Given text:
◇ ◇ ◇ ◇ ◇
The Problem With Client-Side Analytics (opens in new tab)

(spider.io)

37 pointsblahpro14y ago27 comments

27 comments

21 comments · 11 top-level

lmkg14y ago· 8 in thread

...wut?

That's ridiculous. What evidence is there that there are groups of nefarious hackers out there spoofing analytics data on people's websites? I don't think there is a need for this solution because the problem doesn't exist. If I wanted to mess with someone's websites, there are much better ways than injecting some false data into their Google Analytics.

lamnk14y ago

It's a problem of information asymmetry in the online (display) advertising industry, not a problem with hackers. Because advertisers don't know how many pageviews/visitors a website has, advertising agencies often have to make purchasing decisions based on numbers from Comscore, Quantcast, Google Analytics etc. Clearly, if the website owner can spoof his analytic data, he can sell his inventory at higher rates.

mpclark14y ago

...but not for long, because his CTR will be down on the floor.

This feels to me like a clever solution for a problem that doesn't exist.

1 more reply

gyardley14y ago

While I haven't seen any real, meaningful efforts at spoofing analytics data (I vaguely recall some grad student project), I've certainly heard of companies spoofing their own analytics data to appear bigger than they are to interested parties.

More than one unscrupulous publisher has gamed comScore and Neilsen to pump up their reach figures and get access to more attractive advertisers.
◇ ◇ ◇ ◇ ◇
Given problem 1:
According to the thread, which sources supply the numbers that advertising agencies often rely on for purchasing decisions?
Given problem 2:
In the records, write out again the part that opens with the line containing "Target: vertical wood plank" and runs through the end of the records, requests included, adding 106 to every coordinate in the answers. Give only that part.
The thread and the records come from unrelated sources.

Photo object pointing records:
◇ ◇ ◇ ◇ ◇
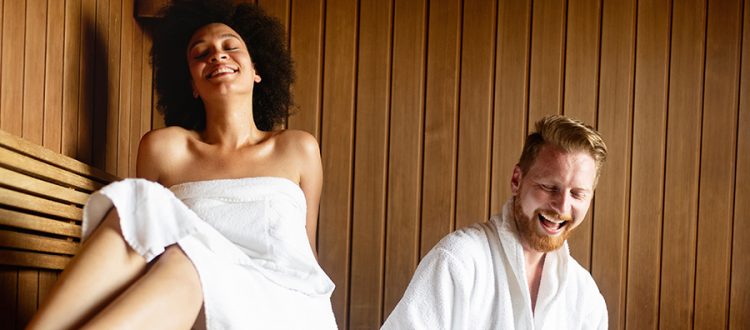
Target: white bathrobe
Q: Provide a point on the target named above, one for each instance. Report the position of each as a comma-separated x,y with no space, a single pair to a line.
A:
474,278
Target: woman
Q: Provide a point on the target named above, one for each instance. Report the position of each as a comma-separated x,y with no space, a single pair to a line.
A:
231,238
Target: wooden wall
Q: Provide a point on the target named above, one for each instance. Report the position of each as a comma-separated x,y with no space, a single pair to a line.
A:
421,107
76,78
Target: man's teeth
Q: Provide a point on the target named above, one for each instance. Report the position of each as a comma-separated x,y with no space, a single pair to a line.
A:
556,223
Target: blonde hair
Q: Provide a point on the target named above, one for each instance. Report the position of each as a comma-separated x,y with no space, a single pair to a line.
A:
568,134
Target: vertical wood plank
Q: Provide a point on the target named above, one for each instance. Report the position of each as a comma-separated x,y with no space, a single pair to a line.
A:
475,112
136,110
278,9
28,291
2,15
125,68
148,110
47,279
306,47
370,159
33,71
610,207
113,110
647,173
547,51
580,91
53,77
71,77
334,238
682,156
11,95
441,115
88,80
511,95
102,81
405,149
715,207
9,296
739,300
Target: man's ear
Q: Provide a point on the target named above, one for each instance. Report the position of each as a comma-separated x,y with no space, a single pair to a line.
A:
515,180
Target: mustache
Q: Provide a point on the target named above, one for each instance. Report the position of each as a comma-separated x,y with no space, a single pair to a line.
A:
552,215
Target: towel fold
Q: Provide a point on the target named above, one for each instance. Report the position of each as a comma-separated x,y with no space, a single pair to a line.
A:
475,278
246,238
◇ ◇ ◇ ◇ ◇
Exercise response 1:
Comscore, Quantcast, and Google Analytics.

Exercise response 2:
Target: vertical wood plank
Q: Provide a point on the target named above, one for each instance. Report the position of each as a comma-separated x,y with no space, a single pair to a line.
A:
581,218
242,216
384,115
134,397
108,121
231,174
254,216
153,385
412,153
476,265
139,177
716,313
219,216
753,279
653,157
686,197
159,183
177,183
440,344
788,262
117,201
547,221
194,186
617,201
208,187
511,255
821,313
115,402
845,406
Target: man's ear
Q: Provide a point on the target named above, one for each instance. Report the position of each as a comma-separated x,y with no space, a single pair to a line.
A:
621,286
Target: mustache
Q: Provide a point on the target named above, one for each instance. Report the position of each as a comma-separated x,y with no space, a single pair to a line.
A:
658,321
Target: towel fold
Q: Provide a point on the target named above, one for each instance. Report the position of each as a comma-separated x,y with no space, a single pair to a line.
A:
581,384
352,344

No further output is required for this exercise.